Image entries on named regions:
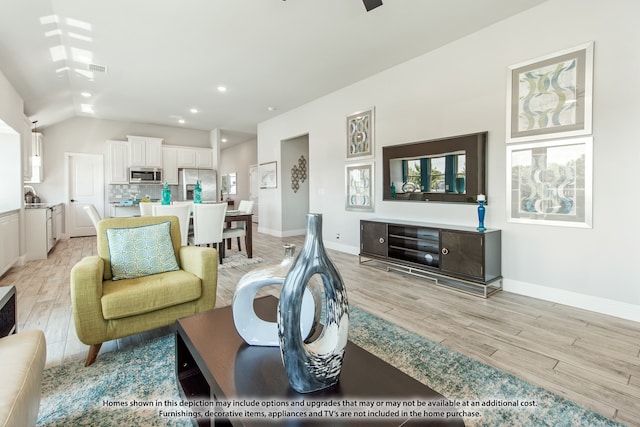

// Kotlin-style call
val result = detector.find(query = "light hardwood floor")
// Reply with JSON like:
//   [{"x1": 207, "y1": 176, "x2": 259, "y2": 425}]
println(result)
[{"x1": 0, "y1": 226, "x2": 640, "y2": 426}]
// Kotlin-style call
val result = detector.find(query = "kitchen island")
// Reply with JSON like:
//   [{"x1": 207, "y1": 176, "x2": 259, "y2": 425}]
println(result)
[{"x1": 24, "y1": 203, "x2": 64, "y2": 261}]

— To be done —
Reproduce every line of the entries above word for word, leaving out the pictures.

— Answer to the exercise —
// Kotlin-style call
val result = detector.find(query = "light hardwood floor")
// Reply with JSON like:
//   [{"x1": 207, "y1": 176, "x2": 259, "y2": 425}]
println(result)
[{"x1": 0, "y1": 226, "x2": 640, "y2": 426}]
// Kotlin-style call
val result = detector.find(query = "kitchen island")
// Reply with JSON like:
//   [{"x1": 207, "y1": 176, "x2": 259, "y2": 425}]
println(result)
[{"x1": 24, "y1": 203, "x2": 64, "y2": 261}]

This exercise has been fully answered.